§ TEXTO PROPORCIONADO:
↓↓↓

La anécdota es bien conocida: Romain Gary ganó su segundo premio Goncourt (algo que nunca había sucedido, puesto que estaba prohibido ganarlo dos veces) inventándose a Émile Ajar, que la crítica identificó como un escritor joven y con un estilo novedoso, sin sospechar que detrás de él estaba el anticuado Gary.
La vida ante sí cuenta, en primera persona, la historia de Momo, uno de esos seres a los que la vida pone a prueba desde el mismo instante de su nacimiento. Dejado por sus padres al cuidado de doña Rosa, una dama que se dedica a acoger a hijos de prostitutas (hijos de puta, como los llama Momo), a cambio de una tarifa mensual. Así pues, el protagonista se cria en un ambiente sórdido, pero en el que no faltan personajes entrañables (y extravagantes) que se ayudan entre sí como buenos vecinos.

↑↑↑

§ REGISTROS PROPORCIONADOS:

↓↓↓

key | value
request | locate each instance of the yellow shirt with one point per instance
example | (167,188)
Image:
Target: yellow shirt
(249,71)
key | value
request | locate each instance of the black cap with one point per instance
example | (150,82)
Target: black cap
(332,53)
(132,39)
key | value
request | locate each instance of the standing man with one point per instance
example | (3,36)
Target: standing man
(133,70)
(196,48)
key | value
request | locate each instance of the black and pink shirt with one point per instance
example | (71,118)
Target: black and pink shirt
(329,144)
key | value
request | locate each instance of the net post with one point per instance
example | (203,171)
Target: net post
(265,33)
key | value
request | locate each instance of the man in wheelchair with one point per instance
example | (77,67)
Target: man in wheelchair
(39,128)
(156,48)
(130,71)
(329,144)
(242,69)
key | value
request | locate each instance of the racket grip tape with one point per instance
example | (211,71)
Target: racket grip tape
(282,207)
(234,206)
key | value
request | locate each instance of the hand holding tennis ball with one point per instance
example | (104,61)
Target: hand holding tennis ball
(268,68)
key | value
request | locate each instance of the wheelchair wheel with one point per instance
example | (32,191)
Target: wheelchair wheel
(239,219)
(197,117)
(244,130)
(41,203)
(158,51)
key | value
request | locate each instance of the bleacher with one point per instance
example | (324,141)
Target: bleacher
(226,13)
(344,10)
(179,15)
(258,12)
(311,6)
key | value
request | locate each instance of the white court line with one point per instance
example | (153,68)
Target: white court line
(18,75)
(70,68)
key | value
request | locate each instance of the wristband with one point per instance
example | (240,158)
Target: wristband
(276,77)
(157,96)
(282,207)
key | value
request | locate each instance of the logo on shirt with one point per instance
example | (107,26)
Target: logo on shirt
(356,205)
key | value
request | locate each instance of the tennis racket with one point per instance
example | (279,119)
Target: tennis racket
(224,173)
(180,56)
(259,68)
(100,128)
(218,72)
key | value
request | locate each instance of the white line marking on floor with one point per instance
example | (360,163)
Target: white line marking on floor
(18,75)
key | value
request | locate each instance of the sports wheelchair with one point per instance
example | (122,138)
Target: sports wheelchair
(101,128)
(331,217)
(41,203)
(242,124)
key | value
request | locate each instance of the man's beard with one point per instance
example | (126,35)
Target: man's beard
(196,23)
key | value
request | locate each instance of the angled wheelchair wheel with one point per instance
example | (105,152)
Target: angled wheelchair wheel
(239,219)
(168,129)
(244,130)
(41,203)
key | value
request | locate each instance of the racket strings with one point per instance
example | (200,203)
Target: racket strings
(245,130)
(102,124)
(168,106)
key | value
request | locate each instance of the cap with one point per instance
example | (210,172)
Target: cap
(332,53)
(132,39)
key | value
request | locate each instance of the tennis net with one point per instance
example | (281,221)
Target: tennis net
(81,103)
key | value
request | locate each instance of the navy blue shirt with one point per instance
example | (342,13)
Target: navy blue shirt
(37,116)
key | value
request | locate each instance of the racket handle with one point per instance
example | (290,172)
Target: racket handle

↑↑↑

§ LISTA DE TAREAS:
1. Indica si cada afirmación concuerda con el texto sobre La vida ante sí y cita las palabras del texto que lo deciden: (a) Romain Gary ganó el premio Goncourt en dos ocasiones. (b) La historia de Momo está narrada en tercera persona. (c) Doña Rosa cuida a los niños sin cobrar nada.
2. Transcribe del texto sobre La vida ante sí el fragmento que va de «La anécdota es» a «como buenos vecinos.», ambos incluidos.

§ TAREAS RESUELTAS:
1.
(a) Sí: «Romain Gary ganó su segundo premio Goncourt».
(b) No: «cuenta, en primera persona, la historia de Momo».
(c) No: «a cambio de una tarifa mensual».

2.
La anécdota es bien conocida: Romain Gary ganó su segundo premio Goncourt (algo que nunca había sucedido, puesto que estaba prohibido ganarlo dos veces) inventándose a Émile Ajar, que la crítica identificó como un escritor joven y con un estilo novedoso, sin sospechar que detrás de él estaba el anticuado Gary.
La vida ante sí cuenta, en primera persona, la historia de Momo, uno de esos seres a los que la vida pone a prueba desde el mismo instante de su nacimiento. Dejado por sus padres al cuidado de doña Rosa, una dama que se dedica a acoger a hijos de prostitutas (hijos de puta, como los llama Momo), a cambio de una tarifa mensual. Así pues, el protagonista se cria en un ambiente sórdido, pero en el que no faltan personajes entrañables (y extravagantes) que se ayudan entre sí como buenos vecinos.